*** DATA FOR THE TASK

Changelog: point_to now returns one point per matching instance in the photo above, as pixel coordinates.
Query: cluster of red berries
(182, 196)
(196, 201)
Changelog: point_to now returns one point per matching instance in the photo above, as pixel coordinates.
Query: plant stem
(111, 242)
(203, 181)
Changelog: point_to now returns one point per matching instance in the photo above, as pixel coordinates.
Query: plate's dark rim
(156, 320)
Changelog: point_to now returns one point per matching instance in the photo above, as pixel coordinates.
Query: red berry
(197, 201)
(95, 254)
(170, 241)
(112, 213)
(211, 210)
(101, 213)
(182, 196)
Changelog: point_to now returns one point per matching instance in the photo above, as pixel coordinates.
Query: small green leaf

******
*** DATA FOR THE TASK

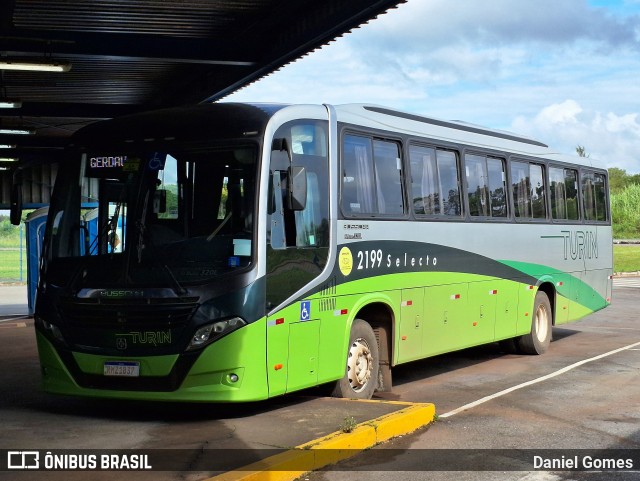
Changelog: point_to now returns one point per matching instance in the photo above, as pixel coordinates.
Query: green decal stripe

******
*** DATA FOR THE TASK

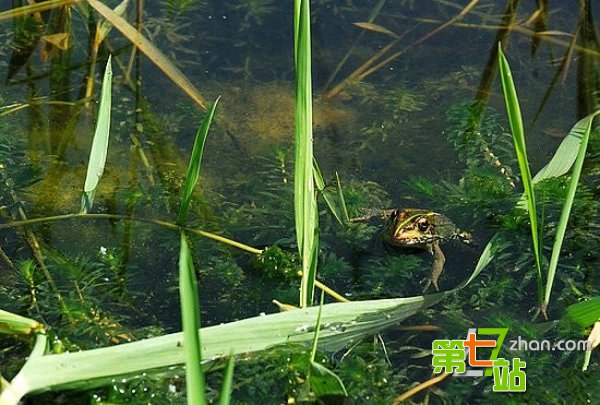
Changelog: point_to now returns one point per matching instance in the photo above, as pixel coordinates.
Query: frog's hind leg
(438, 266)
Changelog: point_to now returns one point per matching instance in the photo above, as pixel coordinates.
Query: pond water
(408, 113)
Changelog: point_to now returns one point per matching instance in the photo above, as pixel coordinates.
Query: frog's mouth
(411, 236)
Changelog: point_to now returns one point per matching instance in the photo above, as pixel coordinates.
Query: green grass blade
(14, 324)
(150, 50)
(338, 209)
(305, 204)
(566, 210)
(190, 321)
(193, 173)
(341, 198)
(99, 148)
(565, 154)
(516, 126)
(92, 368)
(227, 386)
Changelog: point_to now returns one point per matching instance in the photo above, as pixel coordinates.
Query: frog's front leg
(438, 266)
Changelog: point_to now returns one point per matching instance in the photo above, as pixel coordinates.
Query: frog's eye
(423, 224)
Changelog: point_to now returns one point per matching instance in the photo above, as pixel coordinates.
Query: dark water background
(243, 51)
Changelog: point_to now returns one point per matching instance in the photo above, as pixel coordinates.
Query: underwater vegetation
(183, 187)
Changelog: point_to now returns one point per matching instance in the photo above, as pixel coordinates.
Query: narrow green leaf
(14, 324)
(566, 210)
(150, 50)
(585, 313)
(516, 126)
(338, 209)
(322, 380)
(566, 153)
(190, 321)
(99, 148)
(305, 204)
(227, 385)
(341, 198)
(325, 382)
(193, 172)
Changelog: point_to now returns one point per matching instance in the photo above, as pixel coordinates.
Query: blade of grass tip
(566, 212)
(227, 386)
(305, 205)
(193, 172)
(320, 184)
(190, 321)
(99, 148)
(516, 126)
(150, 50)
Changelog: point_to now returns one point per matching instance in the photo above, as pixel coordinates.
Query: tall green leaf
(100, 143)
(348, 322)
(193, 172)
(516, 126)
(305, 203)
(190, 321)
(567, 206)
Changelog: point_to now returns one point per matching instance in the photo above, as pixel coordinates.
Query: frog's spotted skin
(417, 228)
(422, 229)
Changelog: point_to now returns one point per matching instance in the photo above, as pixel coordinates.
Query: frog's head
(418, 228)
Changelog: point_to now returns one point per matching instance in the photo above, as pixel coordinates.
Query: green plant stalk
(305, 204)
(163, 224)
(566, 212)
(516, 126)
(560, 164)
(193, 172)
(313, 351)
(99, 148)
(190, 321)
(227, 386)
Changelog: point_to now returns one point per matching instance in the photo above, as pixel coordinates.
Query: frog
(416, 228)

******

The entries above hold a line with "Query: plant stem" and a later line with "Query: small green leaf". Write out exactly those lines and all lines between, nothing more.

ANSWER TO THE PROBLEM:
Query: plant stem
(111, 242)
(203, 181)
Changelog: point_to now returns one point per matching instance in the photo above, as pixel coordinates.
Query: plate's dark rim
(156, 320)
Changelog: point_to now returns one point per matching instance in the photo above, as pixel coordinates.
Query: red berry
(197, 201)
(95, 254)
(170, 241)
(112, 213)
(211, 210)
(101, 213)
(182, 196)
Changelog: point_to now returns one point per matching instance in the photo above, as pixel coordinates.
Query: small green leaf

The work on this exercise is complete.